To jest sytuacja skrajnej hipokryzji […] Mamy w Polsce zastępy polityków, którzy pełnią role pożytecznych idiotów i tańczą tak jak im Bruksela czy Berlin zagrają […] Tu nie chodzi o wymiar sprawiedliwości ani o Trybunał Konstytucyjny- tu chodzi o pieniądze […] Polsce przyprawiana jest gęba, tak aby ograniczyć jej konkurencyjność- dla portalu Fronda.pl mówi Ryszard Czarnecki, polityk Prawa i Sprawiedliwości, deputowany do Parlamentu Europejskiego.

Fronda.pl: Co w Polsce robiła pani komisarz Vera Jourova? Na czyje polecenie tu przyjechała?

Ryszard Czarnecki, europoseł PiS: Pani komisarz Jourova, następczyni pana Timmermansa przyjechała nie do Francji, gdzie żandarmeria francuska pobiła prawników w sądzie apelacyjnym w Paryżu, tylko przyjechała do Polski, aby ocenić stan praworządności, została powitana z typowo polską gościnnością, spotkała się z kim chciała. Zwrócę szczególną uwagę na jedno spotkanie, które umknęło uwadze opinii publicznej, a które jest sukcesem polskiej strony, a mianowicie pani komisarz Jourova spotkała się z panią prezes Trybunału Konstytucyjnego Julią Przyłębską. Wcześniej Komisja Europejska parokrotnie kwestionowała legalność Trybunału Konstytucyjnego. Ale skoro teraz przedstawiciel Komisji Europejskiej spotyka się na oficjalnym spotkaniu, oznacz to, że uznaje Trybunał w tym kształcie, co odbiera jednak pewną amunicję używaną do tej pory przeciwko Polsce.

Do wykonania:
a. Z kim spotkała się komisarz Vera Jourova według wywiadu z Ryszardem Czarneckim, skoro to spotkanie nazywa on sukcesem polskiej strony?
b. Poprowadź dalej wywiad z Ryszardem Czarneckim o wizycie komisarz Jourovej w Polsce, zaczynając od miejsca, w którym się urywa.
Rekordy nie mają żadnego związku z wywiadem.

Wyświetlane informacje:
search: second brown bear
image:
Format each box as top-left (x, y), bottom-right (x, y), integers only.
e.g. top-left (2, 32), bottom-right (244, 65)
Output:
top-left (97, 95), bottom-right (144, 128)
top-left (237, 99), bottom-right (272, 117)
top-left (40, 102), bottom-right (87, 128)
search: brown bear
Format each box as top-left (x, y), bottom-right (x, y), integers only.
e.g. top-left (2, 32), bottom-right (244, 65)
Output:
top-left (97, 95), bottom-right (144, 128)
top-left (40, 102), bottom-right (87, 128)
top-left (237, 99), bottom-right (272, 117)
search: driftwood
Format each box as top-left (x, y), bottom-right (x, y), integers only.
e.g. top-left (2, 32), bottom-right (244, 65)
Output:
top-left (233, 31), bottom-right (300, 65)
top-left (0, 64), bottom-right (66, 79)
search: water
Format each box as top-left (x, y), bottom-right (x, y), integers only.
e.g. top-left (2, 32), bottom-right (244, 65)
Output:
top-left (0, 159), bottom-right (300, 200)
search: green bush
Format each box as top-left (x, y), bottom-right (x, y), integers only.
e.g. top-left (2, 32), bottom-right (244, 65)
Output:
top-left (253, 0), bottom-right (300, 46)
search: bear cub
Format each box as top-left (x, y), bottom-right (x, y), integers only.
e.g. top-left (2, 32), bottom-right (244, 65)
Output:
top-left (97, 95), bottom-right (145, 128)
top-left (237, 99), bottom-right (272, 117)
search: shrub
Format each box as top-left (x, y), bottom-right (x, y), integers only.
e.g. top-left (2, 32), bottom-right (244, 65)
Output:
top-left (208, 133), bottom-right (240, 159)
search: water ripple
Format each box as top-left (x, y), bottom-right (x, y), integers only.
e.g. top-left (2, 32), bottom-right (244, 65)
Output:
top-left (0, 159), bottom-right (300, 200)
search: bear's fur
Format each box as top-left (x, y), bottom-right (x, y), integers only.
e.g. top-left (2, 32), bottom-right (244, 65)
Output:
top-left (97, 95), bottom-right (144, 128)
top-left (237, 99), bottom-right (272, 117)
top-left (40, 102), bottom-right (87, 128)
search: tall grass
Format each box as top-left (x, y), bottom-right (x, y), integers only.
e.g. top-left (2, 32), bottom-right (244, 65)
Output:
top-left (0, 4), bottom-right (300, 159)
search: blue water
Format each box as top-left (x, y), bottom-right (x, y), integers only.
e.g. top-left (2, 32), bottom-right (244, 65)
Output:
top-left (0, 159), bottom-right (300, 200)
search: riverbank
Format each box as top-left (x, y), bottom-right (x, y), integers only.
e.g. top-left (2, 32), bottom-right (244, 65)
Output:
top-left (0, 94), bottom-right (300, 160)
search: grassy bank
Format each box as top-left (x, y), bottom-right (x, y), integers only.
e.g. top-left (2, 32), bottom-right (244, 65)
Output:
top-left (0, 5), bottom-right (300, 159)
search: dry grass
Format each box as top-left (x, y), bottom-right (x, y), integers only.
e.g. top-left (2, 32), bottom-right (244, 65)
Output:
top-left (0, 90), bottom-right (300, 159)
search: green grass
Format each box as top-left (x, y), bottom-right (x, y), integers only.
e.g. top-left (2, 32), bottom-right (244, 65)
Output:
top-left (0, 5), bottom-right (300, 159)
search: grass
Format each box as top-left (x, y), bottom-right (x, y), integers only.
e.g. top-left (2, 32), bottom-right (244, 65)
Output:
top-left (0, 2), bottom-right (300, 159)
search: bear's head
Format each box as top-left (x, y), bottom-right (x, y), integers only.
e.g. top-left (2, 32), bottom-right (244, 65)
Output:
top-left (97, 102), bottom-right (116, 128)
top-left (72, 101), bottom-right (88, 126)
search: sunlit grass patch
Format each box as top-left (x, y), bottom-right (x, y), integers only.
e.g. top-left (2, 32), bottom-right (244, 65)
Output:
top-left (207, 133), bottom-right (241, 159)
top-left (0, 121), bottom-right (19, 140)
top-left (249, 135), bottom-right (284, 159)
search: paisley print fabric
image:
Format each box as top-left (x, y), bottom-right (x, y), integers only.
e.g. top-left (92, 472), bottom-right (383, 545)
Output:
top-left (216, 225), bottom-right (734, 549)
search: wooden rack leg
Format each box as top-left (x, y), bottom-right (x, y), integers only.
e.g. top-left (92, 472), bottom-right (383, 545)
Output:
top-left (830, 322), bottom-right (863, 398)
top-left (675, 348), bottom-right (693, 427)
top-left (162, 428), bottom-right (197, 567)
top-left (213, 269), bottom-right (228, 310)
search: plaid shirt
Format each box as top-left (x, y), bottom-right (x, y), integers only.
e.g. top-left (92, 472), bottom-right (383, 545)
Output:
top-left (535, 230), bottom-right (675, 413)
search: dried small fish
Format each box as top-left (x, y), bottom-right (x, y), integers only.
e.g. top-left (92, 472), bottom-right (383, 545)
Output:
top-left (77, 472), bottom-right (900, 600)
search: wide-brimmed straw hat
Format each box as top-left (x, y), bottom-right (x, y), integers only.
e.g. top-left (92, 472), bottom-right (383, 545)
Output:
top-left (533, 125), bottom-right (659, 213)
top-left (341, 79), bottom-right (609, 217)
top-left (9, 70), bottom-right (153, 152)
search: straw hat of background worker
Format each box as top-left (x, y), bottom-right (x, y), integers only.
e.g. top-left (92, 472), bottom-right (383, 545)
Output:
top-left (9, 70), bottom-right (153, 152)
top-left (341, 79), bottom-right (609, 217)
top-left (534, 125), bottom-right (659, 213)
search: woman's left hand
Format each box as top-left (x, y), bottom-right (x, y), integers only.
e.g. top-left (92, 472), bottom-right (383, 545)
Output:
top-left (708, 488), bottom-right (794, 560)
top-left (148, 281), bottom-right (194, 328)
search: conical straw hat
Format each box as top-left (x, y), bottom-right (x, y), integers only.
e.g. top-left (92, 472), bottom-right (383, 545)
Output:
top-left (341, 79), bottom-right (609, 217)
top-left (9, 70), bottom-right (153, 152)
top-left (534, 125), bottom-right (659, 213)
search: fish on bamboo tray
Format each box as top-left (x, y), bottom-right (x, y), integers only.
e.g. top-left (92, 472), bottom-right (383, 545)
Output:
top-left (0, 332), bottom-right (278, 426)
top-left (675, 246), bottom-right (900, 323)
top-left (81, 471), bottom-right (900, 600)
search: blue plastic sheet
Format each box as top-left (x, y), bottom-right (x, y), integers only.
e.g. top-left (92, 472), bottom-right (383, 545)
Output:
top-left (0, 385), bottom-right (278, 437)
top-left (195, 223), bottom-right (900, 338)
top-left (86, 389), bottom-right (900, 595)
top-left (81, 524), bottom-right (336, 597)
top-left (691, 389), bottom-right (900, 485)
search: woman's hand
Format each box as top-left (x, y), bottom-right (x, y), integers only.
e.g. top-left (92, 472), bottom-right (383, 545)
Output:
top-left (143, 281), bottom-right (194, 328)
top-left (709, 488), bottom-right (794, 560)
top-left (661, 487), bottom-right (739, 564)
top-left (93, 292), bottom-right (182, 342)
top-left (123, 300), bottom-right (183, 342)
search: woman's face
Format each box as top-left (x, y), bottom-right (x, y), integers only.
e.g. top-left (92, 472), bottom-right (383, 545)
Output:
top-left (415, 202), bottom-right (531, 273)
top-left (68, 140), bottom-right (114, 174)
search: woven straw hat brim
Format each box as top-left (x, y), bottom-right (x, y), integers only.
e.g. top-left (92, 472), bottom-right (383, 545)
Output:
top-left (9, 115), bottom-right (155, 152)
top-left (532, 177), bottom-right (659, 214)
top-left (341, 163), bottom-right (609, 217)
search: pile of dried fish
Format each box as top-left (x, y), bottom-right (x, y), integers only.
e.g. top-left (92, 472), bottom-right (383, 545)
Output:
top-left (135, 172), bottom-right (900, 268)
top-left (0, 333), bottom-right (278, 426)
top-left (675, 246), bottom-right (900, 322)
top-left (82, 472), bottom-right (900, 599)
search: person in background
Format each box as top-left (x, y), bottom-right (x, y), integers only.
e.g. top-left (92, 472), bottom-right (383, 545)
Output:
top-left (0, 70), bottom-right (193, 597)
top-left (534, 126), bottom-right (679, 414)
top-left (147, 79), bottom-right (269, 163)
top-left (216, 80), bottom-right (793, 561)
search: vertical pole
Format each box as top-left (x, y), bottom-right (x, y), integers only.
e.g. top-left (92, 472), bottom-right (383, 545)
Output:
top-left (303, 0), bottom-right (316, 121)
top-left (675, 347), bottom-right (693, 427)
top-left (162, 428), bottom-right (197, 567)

Oczekiwane odpowiedzi:
a. Z prezes Trybunału Konstytucyjnego Julią Przyłębską.

b.
Należy pochwalić ministra Ziobro, który dokonał doskonałego manewru mówiąc, że proponuje kompromis, a tym kompromisem będzie adaptacja niemieckich rozwiązań prawnych, gdzie jak wiadomo, to politycy, i na szczeblu landowym, i na szczeblu federalnym, wybierają sędziów. W Polsce, jak wiadomo, to sędziowie wybierają sędziów. Przypomnę tu wypowiedzi niektórych urzędników unijnych, którzy twierdzili, że to „co jest dobre dla Niemców nie jest dobre dla Polaków”, co jest oczywiście przykładem skrajnej hipokryzji i podwójnych standardów. Uważam, że manewr ze strony ministra sprawiedliwości był nie tylko efektowny, ale pokazujący to, że wewnątrz Unii Europejskiej stosuje się jednak różne miary dla różnych krajów członkowskich.

Dlaczego pani komisarz nie pojechała do Czech czy do Niemiec, gdzie to głównie politycy wybierają sędziów, a sami politycy zostają sędziami trybunałów konstytucyjnych?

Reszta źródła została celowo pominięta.